**** Listed entries

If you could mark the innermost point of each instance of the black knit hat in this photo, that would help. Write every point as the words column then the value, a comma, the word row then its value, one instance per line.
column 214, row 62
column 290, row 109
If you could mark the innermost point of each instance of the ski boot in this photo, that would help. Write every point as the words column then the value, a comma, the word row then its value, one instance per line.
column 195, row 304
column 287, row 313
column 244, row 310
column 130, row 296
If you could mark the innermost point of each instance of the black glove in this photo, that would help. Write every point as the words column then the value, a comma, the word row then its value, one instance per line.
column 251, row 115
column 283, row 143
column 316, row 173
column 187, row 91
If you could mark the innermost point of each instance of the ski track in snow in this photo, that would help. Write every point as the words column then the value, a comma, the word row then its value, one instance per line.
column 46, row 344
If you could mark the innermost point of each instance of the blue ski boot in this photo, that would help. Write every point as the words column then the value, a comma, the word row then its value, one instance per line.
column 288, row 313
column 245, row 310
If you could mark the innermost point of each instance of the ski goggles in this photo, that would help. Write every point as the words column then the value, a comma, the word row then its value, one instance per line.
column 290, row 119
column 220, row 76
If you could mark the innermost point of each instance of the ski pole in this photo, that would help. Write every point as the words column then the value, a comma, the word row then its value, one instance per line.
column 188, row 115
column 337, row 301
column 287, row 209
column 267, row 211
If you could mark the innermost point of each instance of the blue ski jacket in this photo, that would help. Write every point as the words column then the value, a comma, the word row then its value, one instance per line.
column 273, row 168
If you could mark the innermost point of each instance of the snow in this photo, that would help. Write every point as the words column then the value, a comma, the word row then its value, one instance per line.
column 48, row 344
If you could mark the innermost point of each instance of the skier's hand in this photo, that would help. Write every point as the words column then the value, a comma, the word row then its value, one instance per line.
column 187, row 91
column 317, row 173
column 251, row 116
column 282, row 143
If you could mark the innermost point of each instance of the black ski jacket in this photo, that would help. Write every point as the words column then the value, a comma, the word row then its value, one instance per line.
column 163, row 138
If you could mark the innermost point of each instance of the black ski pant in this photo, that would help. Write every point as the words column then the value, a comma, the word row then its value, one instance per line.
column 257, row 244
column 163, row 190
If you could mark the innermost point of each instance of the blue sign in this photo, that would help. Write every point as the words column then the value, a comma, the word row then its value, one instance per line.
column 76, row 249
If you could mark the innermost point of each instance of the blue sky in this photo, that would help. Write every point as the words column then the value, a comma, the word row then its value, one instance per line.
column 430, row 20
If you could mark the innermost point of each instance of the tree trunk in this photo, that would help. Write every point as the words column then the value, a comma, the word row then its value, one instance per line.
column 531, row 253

********

> **Task goal**
Print every entry exactly.

> **Answer space**
If you could mark the innermost point of each instance of the black knit hat in this photo, that would help. Write every point as the words column then the value, a comma, the word row then its value, one instance per line.
column 214, row 62
column 290, row 109
If you could mark the innermost point of each instance of the ski boot in this photo, that would help. Write every point as the words column then the value, a comma, the word row then its value, one instance per line.
column 195, row 304
column 287, row 313
column 244, row 310
column 130, row 296
If you could mark the innermost point of each instance of the black glove in this photo, that would help. Write every point as the words column then the value, a comma, the word row then its value, one instance per line.
column 251, row 115
column 283, row 143
column 316, row 173
column 187, row 91
If you could mark the innermost point of each instance of the ski track in snow in this photo, that would help. Write every point as the words column then the value, a comma, the word row then its value, one instance per line.
column 46, row 344
If you could mark the innermost point of each instance of the blue ski boot in this photo, that would help. Write every point as the words column then the value, a comma, the word row then its value, one instance per line.
column 288, row 313
column 245, row 310
If you could mark the innermost point of each instance of the ski goggles in this photo, that would help. Write every point as the words column then the value, a comma, the word row then its value, one instance per line.
column 290, row 119
column 220, row 76
If you could mark the innermost point of each instance of the ski pole in this photo, that would help. Write every point as the words column then the value, a comma, the word row then its value, one instance per line.
column 188, row 115
column 337, row 301
column 287, row 209
column 267, row 211
If you could mark the innermost point of each instance of the blue ski jacket in this photo, that would help. Write every point as the words column then the value, a comma, the word row then its value, one instance per line.
column 273, row 168
If you could mark the innermost point of each instance of the snow in this photo, that would help. Write every point as the words column then the value, a comma, the word row then its value, one instance per line.
column 48, row 344
If you could mark the innermost point of each instance of the skier's hand in this photo, that would help. Write every point as the words column then the value, a comma, the word row then its value, one instance per line.
column 187, row 91
column 317, row 173
column 251, row 116
column 282, row 143
If you could mark the innermost point of each instance of the black ski jacket in this photo, that would help. Write every point as the words column then the value, a comma, the word row then its value, one instance per line.
column 163, row 138
If you could mark the innermost point of each instance of the black ski pant in this photo, that would help. Write every point as the words column then the value, a comma, the word row then its value, one instance per line.
column 257, row 244
column 163, row 190
If you could mark the innermost point of each instance of the blue sign in this photo, that would help. Write every point as the words column then the value, a comma, the word row then its value, one instance per line.
column 76, row 249
If you could mark the innermost point of each instance of the blue sky in this photo, that would help. Write every point as the words column then the value, a comma, the word row then its value, one instance per line.
column 430, row 20
If you could mark the innermost point of each instance of the tree trunk in this photo, that would help. Write every point as the words column then the value, a comma, the word row then its value, one instance per line.
column 531, row 253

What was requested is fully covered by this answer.